>> Begin

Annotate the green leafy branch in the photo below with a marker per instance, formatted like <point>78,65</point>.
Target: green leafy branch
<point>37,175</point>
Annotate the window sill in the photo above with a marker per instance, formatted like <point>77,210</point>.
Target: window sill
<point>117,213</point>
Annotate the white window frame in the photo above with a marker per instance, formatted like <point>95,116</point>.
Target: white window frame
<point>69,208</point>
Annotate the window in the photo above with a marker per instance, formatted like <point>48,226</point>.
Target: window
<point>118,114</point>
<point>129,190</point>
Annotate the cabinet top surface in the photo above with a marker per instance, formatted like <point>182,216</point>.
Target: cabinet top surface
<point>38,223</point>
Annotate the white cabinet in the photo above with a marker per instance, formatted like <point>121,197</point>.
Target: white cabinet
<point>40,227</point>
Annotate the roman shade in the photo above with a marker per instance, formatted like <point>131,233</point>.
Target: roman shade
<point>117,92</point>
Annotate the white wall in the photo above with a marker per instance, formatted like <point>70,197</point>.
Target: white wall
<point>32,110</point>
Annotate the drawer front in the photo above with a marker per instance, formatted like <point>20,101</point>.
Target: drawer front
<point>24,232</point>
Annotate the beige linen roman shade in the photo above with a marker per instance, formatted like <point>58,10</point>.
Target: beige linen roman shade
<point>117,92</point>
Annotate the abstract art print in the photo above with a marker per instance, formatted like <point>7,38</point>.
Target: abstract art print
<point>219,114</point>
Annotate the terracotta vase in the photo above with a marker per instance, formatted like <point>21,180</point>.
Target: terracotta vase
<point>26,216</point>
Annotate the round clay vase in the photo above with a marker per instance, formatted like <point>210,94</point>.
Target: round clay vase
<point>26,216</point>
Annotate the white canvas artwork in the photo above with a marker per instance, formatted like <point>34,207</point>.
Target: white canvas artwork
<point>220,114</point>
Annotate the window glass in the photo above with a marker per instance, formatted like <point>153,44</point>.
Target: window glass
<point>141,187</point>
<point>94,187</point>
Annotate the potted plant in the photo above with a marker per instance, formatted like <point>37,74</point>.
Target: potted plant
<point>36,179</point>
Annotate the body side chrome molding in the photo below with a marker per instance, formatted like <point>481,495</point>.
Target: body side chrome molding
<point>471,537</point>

>> End

» **Exercise description**
Scale the material from the line containing "Annotate the drawer" through the last line, both included. Reproduce those lines with their requests, multiplying every point coordinate in the answers by 0.8 and rounding to whole numbers with halves rounded up, and leave the numbers in the requests and their format samples unchanged.

» **Finished answer**
Annotate the drawer front in the photo above with a marker per instance, formatted like <point>20,101</point>.
Target: drawer front
<point>19,186</point>
Annotate the beige linen roman shade in the photo above with a marker per instance, formatted like <point>58,10</point>.
Target: beige linen roman shade
<point>94,74</point>
Annotate the abstract art print in the photo above with a marker per instance, formatted like <point>7,38</point>.
Target: abstract art print
<point>175,91</point>
Annotate the terracotta vase in the photo above with a marker per instance, formatted like <point>21,180</point>.
Target: terracotta vase
<point>21,173</point>
Annotate the round clay vase in the photo above with a marker per instance, formatted like <point>210,94</point>.
Target: round clay vase
<point>21,173</point>
Annotate the white canvas artwork in the photo above with a marker per instance, formatted like <point>34,207</point>.
Target: white canvas artwork
<point>176,91</point>
Annotate the window glass in the photo above with a marker per instance, formatted like <point>153,44</point>.
Target: window glass
<point>113,150</point>
<point>75,150</point>
Annotate the potted plant in the photo above with a marker per instance, formatted like <point>37,74</point>.
Target: potted plant
<point>29,143</point>
Annotate the body side chrome molding in the photo below with a marker per instance, formatted like <point>481,495</point>.
Target: body side chrome molding
<point>377,430</point>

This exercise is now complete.